- _Фрагмент источника_
========================

Я вернулся в Нижний Новгород, поправил резюме и начал рассылать его снова. В мире тогда как раз происходил грандиозный переворот. На протяжении 5 лет лучшим рестораном мира был El Bulli. Оттуда мне ответили — и параллельно ответил Noma, который был на третьем месте. Ну, думаю, El Bulli-то на первом. Но тогда еще надо учить испанский. Лучше я просто английский подтяну, решил я, и подтвердил стажировку в Noma. И тут как раз происходит очередное награждение — и Noma смещает El Bulli, выходит на первое место. Я еду в лучший ресторан мира — и при этом я первый русский у них на стажировке.
Это был совершенно другой подход. Мы ездили в одну местность собирать одни ягоды, травы, в другую — собирать другие ягоды. Тогда, например, я узнал, что такое каперсы из черемши. Мы собирали их в лесу, а потом солили.
Это еще был не тот Noma, который сейчас, а старое здание с дырками в полу, с кривыми противнями. Все люди там прямо «горели». Ты приходишь утром, начинаешь перебирать кучу трав, сортировать, выбирать листочков столько, сколько нужно. Потом обеденный сервис. Кого-то из стажеров отбирали вниз на сервисную кухню помогать. В Noma блюда выносят повара, рассказывают что-то. А тогда приезжали русские ребята как гости — и я им выносил и рассказывал. Каждый день в Noma мы проходили по листу гостей. Всю эту систему я посмотрел: как делают брифинги, для чего это делается. Потом в Нижнем Новгороде я все сделал по такой же системе.
Все деньги я продолжал тратить на путешествия. Я стажировался, ходил по ресторанам, по рынкам — в Стокгольме, в Мадриде, в Финляндии. И вот настал переломный момент. Я стукнулся головой о потолок нижегородской гастрономии. Мой друг тогда уехал в Америку по программе Work & Travel, и я подумал: а почему бы и мне не проехаться по Америке. Я продал машину, взял деньги и уехал. Зашел на стажировку в Eleven Madison Park в Нью-Йорке, в Corton. Потом поехал в Чикаго, где мне подтвердил месячную стажировку Alinea — на тот момент один из топовых ресторанов мира: три звезды «Мишлен», лучший ресторан Северной Америки. Потом — на месяц в Сан-Франциско, где попал к Доминик Кренн, в ее старый ресторан, еще тот, с одной звездочкой. Это было суперклассное время. Я был предоставлен самому себе, стажировался по разным ресторанам, вдохновляясь, понимая американскую жизнь, тусовался с поварами.
Переезд в Москву, каша из трех видов зерна и лучший бармен в мире
В 2013 году в Москве должен был проходить фестиваль Omnivore. Я написал организатору Наташе Паласьос — рассказал о себе, о своих стажировках, написал, что хочу выступить. Наташа меня позвала сделать тестинг. И вот в апреле я выступил на Omnivore, а в мае уже переехал в Москву. Тогда свершился мой первый проект, «Любимое место 22.13» на Петровке, которое делали питерские ребята из Global Point Family.

========================

(Позиции из набора данных)
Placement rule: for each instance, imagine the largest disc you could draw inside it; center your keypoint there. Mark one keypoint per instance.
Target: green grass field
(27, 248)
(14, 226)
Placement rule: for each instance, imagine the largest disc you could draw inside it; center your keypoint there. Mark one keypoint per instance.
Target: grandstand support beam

========================

- _Задание A_
Отредактируйте рассказ повара: перепишите весь отрывок от «Это был совершенно» и вплоть до «а потом солили.», заменив «в лесу» на «в поле».
- _Задание B_
Верните все записи из набора данных строка в строку, ничего в них не меняя.
Записи никак не связаны с рассказом повара.

- _Письменное решение A_
Это был совершенно другой подход. Мы ездили в одну местность собирать одни ягоды, травы, в другую — собирать другие ягоды. Тогда, например, я узнал, что такое каперсы из черемши. Мы собирали их в поле, а потом солили.

- _Письменное решение B_
Placement rule: for each instance, imagine the largest disc you could draw inside it; center your keypoint there. Mark one keypoint per instance.
Target: green grass field
(27, 248)
(14, 226)
Placement rule: for each instance, imagine the largest disc you could draw inside it; center your keypoint there. Mark one keypoint per instance.
Target: grandstand support beam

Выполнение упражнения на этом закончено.